### Directive a
Below you'll find a journal entry and then a set of rows. Copy the rows verbatim, starting with the first row and ending after the line containing "315 160 L 311". Omit the pictures.
┄┄┄┄┄┄┄┄┄┄┄┄┄┄┄┄┄┄┄┄
8.26.2006

August 26th 12:43

A starved dog's gnaw, grinding below the ribs. Exposing the innards, revealing obscured emotions. What is the source of rage? Lack of sleep, neglect, inconsistency, power dynamics both real and perceived, excessive pressure. But enough of that bitter note, that one grey key.
I hate this so far. Start again:
Boo baw bey. Mo ma mey. (warming the jowels of the mouth) Oooo aaaa eeee. Loosening the strained muscles of the text, massaging the words out. Feel the tension flowing out of the page, leaving widening space, a true home of an alphabet in a flux of infinite combinations.
┄┄┄┄┄┄┄┄┄┄┄┄┄┄┄┄┄┄┄┄
### Directive b
Continue the journal entry above from its last sentence.
┄┄┄┄┄┄┄┄┄┄┄┄┄┄┄┄┄┄┄┄
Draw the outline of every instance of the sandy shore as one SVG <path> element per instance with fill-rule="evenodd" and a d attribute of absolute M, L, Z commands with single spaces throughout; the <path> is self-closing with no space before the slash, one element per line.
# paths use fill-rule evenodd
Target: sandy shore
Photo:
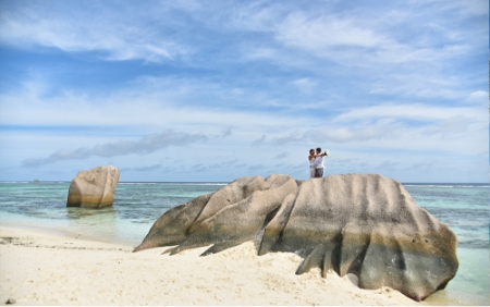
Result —
<path fill-rule="evenodd" d="M 0 228 L 0 304 L 16 305 L 420 305 L 355 277 L 294 272 L 290 253 L 256 256 L 253 243 L 207 257 Z"/>

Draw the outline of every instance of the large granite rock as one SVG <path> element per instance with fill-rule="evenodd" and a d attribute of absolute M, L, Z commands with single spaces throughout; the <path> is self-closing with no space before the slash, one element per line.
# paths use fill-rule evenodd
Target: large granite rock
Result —
<path fill-rule="evenodd" d="M 419 208 L 394 180 L 330 175 L 241 177 L 172 208 L 135 248 L 177 245 L 171 254 L 211 245 L 203 255 L 255 241 L 258 255 L 292 251 L 296 273 L 320 268 L 353 273 L 363 288 L 390 286 L 421 300 L 455 275 L 456 235 Z"/>
<path fill-rule="evenodd" d="M 81 171 L 70 184 L 66 207 L 101 208 L 112 206 L 119 170 L 98 167 Z"/>

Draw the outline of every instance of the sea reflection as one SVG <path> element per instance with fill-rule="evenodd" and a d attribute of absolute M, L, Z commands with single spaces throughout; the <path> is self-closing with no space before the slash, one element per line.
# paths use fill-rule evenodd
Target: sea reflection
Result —
<path fill-rule="evenodd" d="M 96 240 L 118 241 L 119 238 L 118 214 L 112 206 L 100 209 L 66 207 L 66 217 L 71 231 Z"/>

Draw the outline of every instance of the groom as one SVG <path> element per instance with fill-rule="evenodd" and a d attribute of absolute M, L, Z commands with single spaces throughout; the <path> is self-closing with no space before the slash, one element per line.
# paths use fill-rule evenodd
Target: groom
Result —
<path fill-rule="evenodd" d="M 315 160 L 311 163 L 311 167 L 315 168 L 315 177 L 321 179 L 323 176 L 323 160 L 324 160 L 324 154 L 321 154 L 321 148 L 317 148 L 317 155 L 320 155 L 319 157 L 315 158 Z"/>

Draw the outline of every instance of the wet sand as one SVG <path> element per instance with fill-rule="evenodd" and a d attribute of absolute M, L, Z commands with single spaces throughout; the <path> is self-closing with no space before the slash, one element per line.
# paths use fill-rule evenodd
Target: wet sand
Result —
<path fill-rule="evenodd" d="M 425 305 L 397 291 L 357 287 L 319 270 L 296 275 L 291 253 L 258 257 L 252 242 L 199 257 L 0 228 L 0 304 L 16 305 Z"/>

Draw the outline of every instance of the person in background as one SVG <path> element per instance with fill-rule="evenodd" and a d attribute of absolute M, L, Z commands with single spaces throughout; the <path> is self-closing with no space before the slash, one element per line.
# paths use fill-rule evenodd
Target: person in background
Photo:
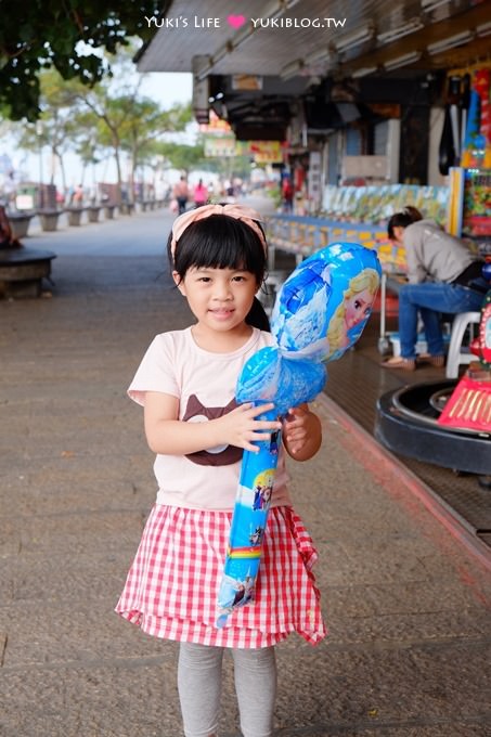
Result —
<path fill-rule="evenodd" d="M 0 205 L 0 248 L 20 248 L 21 245 L 22 244 L 14 238 L 5 208 L 3 205 Z"/>
<path fill-rule="evenodd" d="M 483 261 L 465 243 L 445 233 L 415 207 L 404 207 L 388 222 L 388 236 L 404 247 L 408 281 L 399 292 L 400 355 L 383 362 L 385 368 L 414 371 L 418 314 L 425 326 L 427 363 L 444 365 L 441 314 L 480 310 L 487 283 Z"/>
<path fill-rule="evenodd" d="M 195 207 L 202 207 L 208 202 L 208 189 L 203 184 L 203 179 L 201 179 L 194 188 L 193 197 Z"/>
<path fill-rule="evenodd" d="M 188 186 L 188 180 L 184 176 L 180 178 L 179 182 L 173 188 L 173 196 L 178 203 L 178 214 L 182 215 L 185 212 L 188 199 L 190 198 L 190 188 Z"/>

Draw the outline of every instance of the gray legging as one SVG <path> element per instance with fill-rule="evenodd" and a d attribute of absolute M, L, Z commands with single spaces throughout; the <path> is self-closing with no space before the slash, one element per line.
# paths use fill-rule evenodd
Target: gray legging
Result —
<path fill-rule="evenodd" d="M 223 647 L 181 643 L 178 686 L 185 737 L 217 735 Z M 235 690 L 244 737 L 271 737 L 276 697 L 273 647 L 228 648 L 234 661 Z"/>

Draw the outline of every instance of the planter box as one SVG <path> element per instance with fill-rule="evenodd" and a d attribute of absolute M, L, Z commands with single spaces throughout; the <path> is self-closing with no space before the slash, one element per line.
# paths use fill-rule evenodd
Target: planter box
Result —
<path fill-rule="evenodd" d="M 43 231 L 55 231 L 62 210 L 40 210 L 38 215 L 41 219 L 41 228 Z"/>
<path fill-rule="evenodd" d="M 91 205 L 90 207 L 88 207 L 89 222 L 98 222 L 100 211 L 101 208 L 95 205 Z"/>
<path fill-rule="evenodd" d="M 80 225 L 81 216 L 83 212 L 82 207 L 70 207 L 67 209 L 68 212 L 68 225 Z"/>
<path fill-rule="evenodd" d="M 12 235 L 14 238 L 24 238 L 29 230 L 29 222 L 34 218 L 30 212 L 9 212 L 8 219 L 12 228 Z"/>

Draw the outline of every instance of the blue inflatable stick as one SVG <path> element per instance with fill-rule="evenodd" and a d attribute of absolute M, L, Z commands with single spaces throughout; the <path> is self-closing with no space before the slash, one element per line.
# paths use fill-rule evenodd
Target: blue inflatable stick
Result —
<path fill-rule="evenodd" d="M 237 402 L 274 402 L 274 410 L 257 419 L 275 419 L 312 401 L 326 382 L 325 363 L 339 359 L 362 334 L 380 274 L 375 251 L 357 243 L 334 243 L 302 261 L 276 298 L 271 320 L 276 346 L 262 348 L 244 365 Z M 281 431 L 256 444 L 259 452 L 244 451 L 242 460 L 217 626 L 254 600 Z"/>

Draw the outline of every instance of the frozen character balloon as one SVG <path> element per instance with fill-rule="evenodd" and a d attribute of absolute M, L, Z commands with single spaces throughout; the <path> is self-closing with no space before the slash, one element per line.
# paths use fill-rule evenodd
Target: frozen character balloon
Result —
<path fill-rule="evenodd" d="M 274 402 L 273 411 L 260 415 L 274 419 L 313 400 L 327 378 L 325 363 L 339 359 L 362 334 L 380 274 L 376 253 L 356 243 L 335 243 L 302 261 L 276 298 L 271 320 L 276 347 L 262 348 L 247 361 L 237 402 Z M 281 432 L 256 444 L 257 453 L 243 454 L 217 626 L 227 626 L 235 608 L 254 602 Z"/>

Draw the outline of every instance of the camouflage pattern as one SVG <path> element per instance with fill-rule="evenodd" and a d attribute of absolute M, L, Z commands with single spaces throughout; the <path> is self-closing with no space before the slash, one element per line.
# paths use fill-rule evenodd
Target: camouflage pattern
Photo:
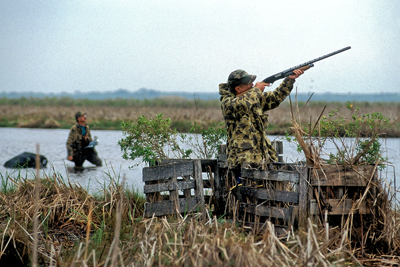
┄┄┄┄┄┄┄┄┄┄┄┄┄┄┄┄┄┄┄┄
### Written reply a
Draw the outline of every instance of the sandy shore as one SVG <path> element per instance with fill-rule="evenodd" and a d attribute of absolute M, L, Z commands with single spaces throughout; the <path> is self-closing with no space before the slash, one element per line.
# paths use fill-rule evenodd
Target: sandy shore
Photo:
Result —
<path fill-rule="evenodd" d="M 0 228 L 0 304 L 16 305 L 420 305 L 355 277 L 294 272 L 290 253 L 256 256 L 253 243 L 207 257 Z"/>

Draw the outline of every instance of the large granite rock as one SVG <path> element per instance with fill-rule="evenodd" and a d attribute of absolute M, L, Z commands with single spaces throughout; the <path> is self-closing with no space before the slash, one element per line.
# paths use fill-rule evenodd
Target: large granite rock
Result —
<path fill-rule="evenodd" d="M 419 208 L 394 180 L 330 175 L 241 177 L 172 208 L 135 248 L 177 245 L 171 254 L 211 245 L 203 255 L 255 241 L 258 255 L 292 251 L 296 273 L 320 268 L 353 273 L 363 288 L 390 286 L 421 300 L 455 275 L 456 235 Z"/>
<path fill-rule="evenodd" d="M 81 171 L 70 184 L 66 207 L 101 208 L 112 206 L 119 170 L 98 167 Z"/>

Draw the outline of every instance of the sea reflection as one SVG <path> element per instance with fill-rule="evenodd" and a d attribute of absolute M, L, Z commands with single spaces throughout; the <path> is self-closing with no space before the slash, one element per line.
# paths use fill-rule evenodd
Target: sea reflection
Result —
<path fill-rule="evenodd" d="M 96 240 L 118 241 L 119 238 L 118 214 L 112 206 L 100 209 L 66 207 L 66 217 L 71 231 Z"/>

Draw the outline of every instance of the groom as one SVG <path> element per instance with fill-rule="evenodd" and a d attribute of absolute M, L, Z commands with single spaces throughout; the <path> is self-closing with no space before the slash, one element per line.
# paths use fill-rule evenodd
Target: groom
Result —
<path fill-rule="evenodd" d="M 315 160 L 311 163 L 311 167 L 315 168 L 315 177 L 321 179 L 323 176 L 323 160 L 324 160 L 324 154 L 321 154 L 321 148 L 317 148 L 317 155 L 320 155 L 319 157 L 315 158 Z"/>

### Written reply b
Industriousness, building upon quiet. Shuddering on lightning (get it right, get it right), the door, the wall, the ceiling, left right up down, positioning, fitting, structure (and putting myself within it, tying myself down with cord, hair, memories thinking). I am motionless, with a glint in the eye. I swing the object, I change the atmosphere. The beach, any beach, dawn, dusk, waking, tricks/trickery, a growl, a battle, a shout. Everything is in play, the roulette wheel (Les jeux sont fait!) . A reflection, a reminder, production, a dance in the dark, alone, touching the cold lightbulbs, turning the faucets on and off all night--breathing from the tap. With the grim studiousness of death, seeking, gnawing, scratching, digging, finding at last a bottom, the slip of the bathtub, the fear under the water, the slap of waves, a delicate pastry.

Throw this down the well.
Never retrieve it.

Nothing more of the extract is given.